Directive » Rewrite the entire listing below as a numbered list, leaving out any blank lines.

=== Extracted material ===

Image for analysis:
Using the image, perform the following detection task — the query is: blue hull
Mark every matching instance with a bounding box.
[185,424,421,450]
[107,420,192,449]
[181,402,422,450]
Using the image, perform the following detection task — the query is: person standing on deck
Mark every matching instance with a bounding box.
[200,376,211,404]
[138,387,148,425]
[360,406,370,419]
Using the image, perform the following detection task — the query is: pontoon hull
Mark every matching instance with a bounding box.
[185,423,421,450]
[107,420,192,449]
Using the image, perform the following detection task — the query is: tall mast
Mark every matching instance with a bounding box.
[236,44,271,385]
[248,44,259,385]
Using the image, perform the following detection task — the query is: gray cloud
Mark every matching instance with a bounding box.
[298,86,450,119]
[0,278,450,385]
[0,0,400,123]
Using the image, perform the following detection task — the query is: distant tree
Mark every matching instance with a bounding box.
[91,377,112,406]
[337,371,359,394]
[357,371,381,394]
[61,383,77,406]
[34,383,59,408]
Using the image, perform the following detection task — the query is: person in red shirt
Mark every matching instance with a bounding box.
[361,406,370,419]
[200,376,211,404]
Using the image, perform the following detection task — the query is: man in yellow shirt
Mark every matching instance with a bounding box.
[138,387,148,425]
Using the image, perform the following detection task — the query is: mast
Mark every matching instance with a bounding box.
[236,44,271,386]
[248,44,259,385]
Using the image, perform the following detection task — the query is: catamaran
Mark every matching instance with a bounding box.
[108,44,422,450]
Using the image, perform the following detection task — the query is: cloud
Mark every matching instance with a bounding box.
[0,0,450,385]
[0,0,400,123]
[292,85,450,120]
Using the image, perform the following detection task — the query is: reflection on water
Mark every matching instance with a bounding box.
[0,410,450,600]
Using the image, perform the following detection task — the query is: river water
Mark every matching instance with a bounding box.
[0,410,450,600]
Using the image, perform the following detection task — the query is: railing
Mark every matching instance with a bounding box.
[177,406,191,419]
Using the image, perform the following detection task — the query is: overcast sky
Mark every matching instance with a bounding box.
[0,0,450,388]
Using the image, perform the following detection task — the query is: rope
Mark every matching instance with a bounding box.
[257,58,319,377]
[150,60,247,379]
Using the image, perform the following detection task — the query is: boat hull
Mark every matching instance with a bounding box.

===

Result of the exercise »
1. Image for analysis:
2. Using the image, perform the following detection task — the query is: blue hull
3. Mark every matching instance with a bounding box.
4. [185,424,421,450]
5. [107,420,192,449]
6. [181,402,422,450]
7. Using the image, perform the following detection task — the query is: person standing on deck
8. Mark every matching instance with a bounding box.
9. [200,376,211,404]
10. [138,387,148,425]
11. [360,406,370,419]
12. Using the image, perform the following detection task — the query is: pontoon hull
13. Mark every matching instance with a bounding box.
14. [185,423,421,450]
15. [107,420,192,449]
16. Using the image, perform the following detection task — the query is: tall mast
17. Mark every matching instance with a bounding box.
18. [236,44,271,385]
19. [248,44,259,385]
20. Using the image, perform the following detection task — the query is: gray cloud
21. Mark every matching instance with a bounding box.
22. [298,86,450,119]
23. [0,278,450,385]
24. [0,0,400,123]
25. Using the image, perform the following detection task — the query is: distant tree
26. Mark every matching instance with a bounding box.
27. [91,377,112,406]
28. [337,371,359,394]
29. [357,371,381,394]
30. [61,383,77,406]
31. [34,383,59,408]
32. Using the image, perform the following detection task — the query is: person in red shirt
33. Mark every matching instance with a bounding box.
34. [361,406,370,419]
35. [200,376,211,404]
36. Using the image, perform the following detection task — the query is: man in yellow shirt
37. Mark every matching instance with a bounding box.
38. [138,387,148,425]
39. Using the image, perform the following detection task — the query is: mast
40. Mark every matching instance with a bounding box.
41. [236,44,271,386]
42. [248,44,259,385]
43. Using the image, perform the following detection task — the query is: catamaran
44. Mark every matching instance with a bounding box.
45. [108,44,422,450]
46. Using the image, perform the following detection task — the query is: cloud
47. Mark every matching instance with a bounding box.
48. [0,0,450,385]
49. [0,0,400,123]
50. [292,85,450,120]
51. Using the image, perform the following detection task — the query is: reflection on water
52. Mark every matching instance with a bounding box.
53. [0,410,450,600]
54. Using the image, perform the following detection task — the query is: river water
55. Mark every matching instance with a bounding box.
56. [0,410,450,600]
57. Using the image, perform the following detection task — the query is: railing
58. Mark every matching instance with a bounding box.
59. [177,406,191,419]
60. Using the image, perform the following detection task — the query is: overcast sky
61. Mark every matching instance with a bounding box.
62. [0,0,450,388]
63. Using the image, perform the following detection task — the query is: rope
64. Mark every matching instance with a bounding box.
65. [257,58,319,377]
66. [150,60,247,379]
67. Using the image, perform the following detection task — the query is: boat hull
68. Mark every matching instance with a bounding box.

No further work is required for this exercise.